SOURCE:
=-=-=

Quelques considérations pour envisager un projet de lutte contre les frontières

Nous assistons chaque jour à une intensification du massacre perpétué par les frontières étatiques. Des milliers d’hommes et de femmes qui fuient les guerres, la misère et des catastrophes écologiques, conséquences directes de l’exploitation des matières premières, et des hommes réduits à l’état de matières premières. Nous assistons quotidiennement à ce qui s’apparente de plus en plus à une hécatombe, aux portes des lieux où nous habitons, et nous nous habituons à être des spectateurs de l’horreur de cette normalité.

Face à cette masse d’êtres humains, qui en risquant leur vie défient les frontières, et se mettent en jeu dans des moments d’affrontements avec les chiens de garde de l’Europe, les hommes à la tête des États se gargarisent de valeurs démocratiques et proclament la nécessité de régulariser une partie d’entre eux en établissant les critères nécessaires pour les trier, sélectionner la bonne marchandise et refouler celle avariée. Ils établissent des politiques communes, construisent de grands centres de tris, renforcent les appareils bureaucratiques et militaires et la surveillance des frontières. Des frontières qui ne sont pas seulement des limites territoriales entre les Etats, mais se matérialisent aussi dorénavant dans les contrôles et les rafles, dans les transports en commun et les gares, sur les lieux de travail et dans les rapports d’exploitation, aux guichets des banques et des administrations, dans les centres de rétention administrative et dans le travail des gestionnaires humanitaires.

Dans les rues de Paris ces derniers mois des centaines d’hommes et de femmes ont vécu dans leur être et dans leur chair l’accueil de l’État français. Virés de chaque square, de chaque rue, de chaque parc, de chaque dessous de pont où ils essayaient de trouver refuge, frappés et gazés par les flics parce qu’ils continuaient à rester ensemble. Des groupes de soutien de différentes obédiences se sont rapidement créés. Parmi eux, certains individus sincères, pour qui l’aide qu’ils apportent est une fin en soi, motivés par leur colère ou leur indignation. D’autres, représentants de partis, ou d’organisations humanitaires pour qui les migrants sont un moyen d’avoir plus de visibilité dans la rue et dans les médias, plus de pouvoirs politiques et plus de financement publics et privés. Globalement, ils ont essayé de leur fournir du soutien matériel et ont appuyé politiquement les revendications portées par la majorité de ces hommes et femmes : leurs demandes d’asiles et de logements. Revendications qui invoquent les droits de l’homme, qui considèrent comme un interlocuteur l’État. Cet État qui, plus moins directement, est partie prenante des sanguinaires affaires dans leurs lieux d’origines, qui les massacre aux frontières, qui les traque parce qu’ils dorment dans la rue, et qui les accueille avec gaz et matraques, soucieux de débarrasser la vitrine touristique qu’est Paris de cette vermine.

=-=-=

LIGNES FOURNIES:
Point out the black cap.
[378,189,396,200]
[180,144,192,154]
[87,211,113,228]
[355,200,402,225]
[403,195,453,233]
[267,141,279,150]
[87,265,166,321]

=-=-=

CONSIGNE: Recopiez le texte sur les frontières en commençant par "Nous assistons chaque" et en allant jusqu'à "de cette normalité.", et remplacez "spectateurs" par "témoins". Ces lignes viennent d'une source différente.

RÉSULTAT:
Nous assistons chaque jour à une intensification du massacre perpétué par les frontières étatiques. Des milliers d’hommes et de femmes qui fuient les guerres, la misère et des catastrophes écologiques, conséquences directes de l’exploitation des matières premières, et des hommes réduits à l’état de matières premières. Nous assistons quotidiennement à ce qui s’apparente de plus en plus à une hécatombe, aux portes des lieux où nous habitons, et nous nous habituons à être des témoins de l’horreur de cette normalité.